** Begin MATERIAL **

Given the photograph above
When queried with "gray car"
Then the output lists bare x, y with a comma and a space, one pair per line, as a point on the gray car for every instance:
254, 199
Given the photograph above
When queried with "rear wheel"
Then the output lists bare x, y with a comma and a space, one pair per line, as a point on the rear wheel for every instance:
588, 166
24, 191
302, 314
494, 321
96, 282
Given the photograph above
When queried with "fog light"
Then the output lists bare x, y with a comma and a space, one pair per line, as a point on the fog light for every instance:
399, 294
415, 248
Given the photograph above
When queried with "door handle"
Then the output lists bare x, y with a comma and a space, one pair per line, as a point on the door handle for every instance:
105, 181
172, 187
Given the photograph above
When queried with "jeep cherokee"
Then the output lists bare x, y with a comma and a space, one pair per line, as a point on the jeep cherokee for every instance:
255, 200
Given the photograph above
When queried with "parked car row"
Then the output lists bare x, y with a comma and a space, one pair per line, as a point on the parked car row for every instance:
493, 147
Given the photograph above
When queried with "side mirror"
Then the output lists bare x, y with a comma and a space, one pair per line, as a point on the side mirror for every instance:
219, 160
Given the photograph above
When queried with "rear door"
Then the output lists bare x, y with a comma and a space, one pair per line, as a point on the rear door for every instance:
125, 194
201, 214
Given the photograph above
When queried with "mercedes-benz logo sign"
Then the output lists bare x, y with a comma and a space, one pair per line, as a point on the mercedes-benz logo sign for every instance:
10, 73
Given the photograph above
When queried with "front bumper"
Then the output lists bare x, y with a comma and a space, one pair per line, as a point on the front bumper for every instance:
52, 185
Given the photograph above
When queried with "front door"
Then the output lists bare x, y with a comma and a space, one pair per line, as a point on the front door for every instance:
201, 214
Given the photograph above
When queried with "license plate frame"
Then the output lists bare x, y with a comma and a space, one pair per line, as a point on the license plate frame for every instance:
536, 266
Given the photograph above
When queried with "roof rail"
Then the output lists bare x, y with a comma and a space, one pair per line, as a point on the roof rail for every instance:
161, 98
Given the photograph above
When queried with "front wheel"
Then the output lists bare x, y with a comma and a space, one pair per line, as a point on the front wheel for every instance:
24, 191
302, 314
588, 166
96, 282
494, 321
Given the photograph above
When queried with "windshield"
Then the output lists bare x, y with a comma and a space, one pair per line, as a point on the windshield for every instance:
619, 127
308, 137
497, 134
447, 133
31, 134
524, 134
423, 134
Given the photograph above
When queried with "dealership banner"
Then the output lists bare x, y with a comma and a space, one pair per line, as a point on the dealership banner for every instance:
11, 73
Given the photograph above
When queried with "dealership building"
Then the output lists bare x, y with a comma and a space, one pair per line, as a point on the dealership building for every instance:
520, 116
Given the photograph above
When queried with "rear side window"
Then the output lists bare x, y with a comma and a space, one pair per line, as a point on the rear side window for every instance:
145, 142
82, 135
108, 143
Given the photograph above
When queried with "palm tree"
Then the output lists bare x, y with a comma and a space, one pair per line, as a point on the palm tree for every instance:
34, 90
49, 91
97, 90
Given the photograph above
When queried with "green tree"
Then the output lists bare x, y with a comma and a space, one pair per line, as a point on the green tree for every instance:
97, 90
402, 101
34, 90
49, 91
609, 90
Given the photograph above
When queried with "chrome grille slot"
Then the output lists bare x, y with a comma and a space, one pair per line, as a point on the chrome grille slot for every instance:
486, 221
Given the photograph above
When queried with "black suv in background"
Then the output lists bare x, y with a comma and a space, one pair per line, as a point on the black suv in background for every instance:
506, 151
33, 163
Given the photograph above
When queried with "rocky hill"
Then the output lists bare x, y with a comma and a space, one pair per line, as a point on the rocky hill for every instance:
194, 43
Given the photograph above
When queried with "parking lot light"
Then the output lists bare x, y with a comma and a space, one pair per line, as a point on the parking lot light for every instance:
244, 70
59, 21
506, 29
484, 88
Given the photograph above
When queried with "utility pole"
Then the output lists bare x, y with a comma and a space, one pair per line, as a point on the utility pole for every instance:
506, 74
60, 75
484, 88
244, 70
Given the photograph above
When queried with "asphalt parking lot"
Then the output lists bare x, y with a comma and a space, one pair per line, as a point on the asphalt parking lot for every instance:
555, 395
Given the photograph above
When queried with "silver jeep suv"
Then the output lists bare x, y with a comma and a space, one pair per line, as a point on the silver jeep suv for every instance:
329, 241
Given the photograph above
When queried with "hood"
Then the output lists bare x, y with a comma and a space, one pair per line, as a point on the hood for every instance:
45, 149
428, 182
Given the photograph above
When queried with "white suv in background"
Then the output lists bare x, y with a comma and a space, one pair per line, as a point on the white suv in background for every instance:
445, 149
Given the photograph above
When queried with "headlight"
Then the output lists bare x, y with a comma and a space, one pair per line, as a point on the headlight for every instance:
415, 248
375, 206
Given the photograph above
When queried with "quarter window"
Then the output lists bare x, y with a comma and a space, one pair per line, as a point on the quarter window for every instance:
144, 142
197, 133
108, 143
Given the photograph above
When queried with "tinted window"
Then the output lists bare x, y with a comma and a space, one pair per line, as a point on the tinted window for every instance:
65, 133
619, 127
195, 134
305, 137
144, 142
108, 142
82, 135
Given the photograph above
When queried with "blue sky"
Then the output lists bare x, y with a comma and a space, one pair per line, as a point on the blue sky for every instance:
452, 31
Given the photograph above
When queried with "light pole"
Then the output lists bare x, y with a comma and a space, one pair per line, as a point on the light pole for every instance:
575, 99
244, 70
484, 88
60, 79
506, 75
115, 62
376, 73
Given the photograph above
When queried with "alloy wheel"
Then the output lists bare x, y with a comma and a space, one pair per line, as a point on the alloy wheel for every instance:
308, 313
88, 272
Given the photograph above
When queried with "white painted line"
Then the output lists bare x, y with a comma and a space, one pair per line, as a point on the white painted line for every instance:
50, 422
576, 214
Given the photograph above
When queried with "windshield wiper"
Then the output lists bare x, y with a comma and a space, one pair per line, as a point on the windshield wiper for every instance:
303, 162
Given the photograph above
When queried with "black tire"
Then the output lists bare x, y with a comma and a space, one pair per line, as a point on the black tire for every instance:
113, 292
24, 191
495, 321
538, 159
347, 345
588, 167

** End MATERIAL **

EXERCISE
Above are some records; repeat all of them exactly.

OUTPUT FOR THIS TASK
Given the photograph above
When queried with "gray car"
Then the output lists bare x, y with a comma and a space, one pair per line, as a point on the gray car for every instance:
254, 199
Given the photograph above
When queried with "rear wheel"
Then the output lists bare x, y with a comma and a space, one pair per line, as a point on the rear wheel for every instance:
588, 166
24, 191
302, 314
494, 321
96, 282
Given the photograph above
When queried with "fog light"
Then the output lists bare x, y with a comma and a space, one pair per line, as a point on the fog light for every instance:
399, 294
415, 248
Given the photograph above
When queried with "door handle"
Then the output lists bare x, y with a comma and a space, one pair per line, as a point on the door handle for every instance:
105, 181
172, 187
Given the photograph above
When queried with "jeep cherokee"
Then the output lists bare x, y with a comma and a space, one pair per line, as a point on the jeep cherokee for every instance:
255, 200
Given the photograph above
When queried with "parked car row"
Then the output lists bare x, y with a comma and a space, one pair per line, as a point on the parked car row for every instance:
493, 147
Given the photograph above
When queried with "side mirror"
Then the output lists bare x, y with a comma and a space, one pair per line, as a point on the side mirror for every instance:
219, 160
Given the photograph above
When queried with "rear door"
Then the output lists bare x, y with a comma and a space, one pair per line, as a point on the rear door for every instance:
125, 194
201, 214
Given the photograph above
When queried with "mercedes-benz logo sign"
Then the output lists bare x, y with a comma and a space, one pair per line, as a point on the mercedes-benz logo sign for every instance:
10, 73
Given the photograph above
When queried with "front bumper"
Then the output lists bare x, y with a comma and a space, one pair per line, as a point on the front bumper for every instance:
52, 185
Given the photograph above
When queried with "front door"
Then the output lists bare x, y with a comma and a space, one pair per line, as a point on the front door for every instance:
201, 214
Given the photograph above
When queried with "license plate frame"
Then the output lists bare x, y with a comma and a space, one pair per line, as a point on the license plate frame for every instance:
536, 266
Given the photograph above
When queried with "roof rail"
Then the output lists bare x, y with a comma and a space, one pair per line, as a point on the roof rail for every instance:
161, 98
Given the photograph above
When queried with "front wheel"
Then the output lists bare x, y with a comma and a space, one pair per line, as a point on the front wheel for every instance:
24, 191
302, 314
588, 166
96, 282
494, 321
Given the photograph above
When queried with "windshield"
Then the output lists bare x, y with a comma and a space, one pair per line, as a point on the windshield for every instance:
619, 127
308, 137
497, 134
447, 133
31, 134
524, 134
423, 134
Given the photograph above
When queried with "dealership banner"
Then the output lists bare x, y with a comma and a space, one pair per line, as a point on the dealership banner for every instance:
11, 73
Given the photograph above
When queried with "dealership building"
Then the output lists bare x, y with a comma and a space, one pair per line, as a point on the dealership building for every instance:
520, 116
Given the photograph above
When queried with "rear side window"
Then the output lists bare x, y with a comma and a space, one pair per line, as a point on the rear side window for every instance:
145, 142
82, 135
108, 143
Given the photograph above
When queried with "palm tree"
Then the output lists bare x, y with a comma and a space, one pair per line, as a point on the palm tree for every instance:
34, 90
49, 91
97, 90
Given the photograph above
When queried with "green tree"
Then the output lists bare x, y with a comma and a space, one pair per line, as a point on the green tree for every instance:
97, 90
402, 101
34, 90
49, 91
609, 90
Given the photograph above
When queried with "chrome grille slot"
Then the output lists bare x, y with a comma and a space, one pair per line, as a point on the chrome grille slot for every instance:
486, 221
Given the photograph above
When queried with "black suv in background"
Then the output lists bare x, y with a comma and a space, one pair per line, as a point on the black suv in background for every instance:
506, 151
33, 163
Given the photograph above
When queried with "rocky hill"
Then the output lists bare x, y with a comma and a space, one pair per line, as a point on the rocky hill for every instance:
194, 43
Given the photograph above
When queried with "parking lot light"
Then the output lists bare x, y with a comma and a space, one pair per line, as a point on the parking lot light for every instance:
244, 70
59, 21
506, 29
484, 88
Given the photograph above
When queried with "utility pole"
Then the output lists bare x, y with a comma and a space, one pair per line, as a point on the utility pole for every instance:
506, 74
60, 75
484, 88
244, 70
Given the photograph above
When queried with "asphalt parking lot"
Then the output lists bare x, y with a comma and a space, one pair per line, as a point on the asphalt parking lot for every instance:
555, 395
Given the photograph above
When queried with "silver jeep suv"
Then the output lists bare x, y with a comma and a space, one pair per line, as a point on the silver jeep suv for every instance:
329, 241
Given the photograph above
When queried with "hood"
Then the output lists bare x, y with a comma and a space, one pair per line, as a point on the hood for every instance:
45, 149
428, 182
Given the photograph above
When queried with "white suv in background"
Then the output lists bare x, y with a comma and a space, one pair per line, as a point on the white suv in background for every instance:
445, 149
Given the photograph above
When queried with "headlight"
Then the output lists bare x, y with a comma and a space, one pair per line, as a point on the headlight for every instance:
415, 248
375, 206
Given the photograph above
When queried with "quarter window"
Then the output lists bare x, y with a comma and a space, one pair per line, as a point on the quarter window for every instance:
144, 142
197, 133
108, 143
Given the photograph above
When queried with "tinted window"
Then the output lists bare x, y with a comma and a space, one pair per line, as a point on the tinted window for every instance:
65, 133
619, 127
195, 134
305, 137
144, 142
108, 142
82, 135
Given the photograph above
When queried with "blue sky"
Then the output lists bare x, y with a comma and a space, one pair per line, as a point on the blue sky for every instance:
452, 31
Given the photograph above
When queried with "light pole"
Then the output lists bare x, y with a comma and a space, one pair per line, as a point on the light pole for every instance:
575, 99
244, 70
484, 88
60, 79
506, 75
115, 62
376, 73
Given the photograph above
When queried with "alloy wheel"
Then the output lists bare x, y with a comma and a space, one pair per line, as a point on the alloy wheel for every instance:
308, 313
88, 272
Given the photograph above
When queried with "white painted line"
Then the output lists bare x, y with a comma and a space, one pair per line, as a point on the white painted line for every instance:
50, 422
576, 214
Given the photograph above
When queried with "windshield wiper"
Then the output lists bare x, y with a comma and a space, one pair per line, as a point on the windshield wiper for every instance:
303, 162
Given the photograph above
When queried with "black tire"
Then the output lists bare x, y with a comma and a space, one pair per line, as a point on the black tire for every instance:
113, 292
24, 191
495, 321
538, 159
347, 345
588, 167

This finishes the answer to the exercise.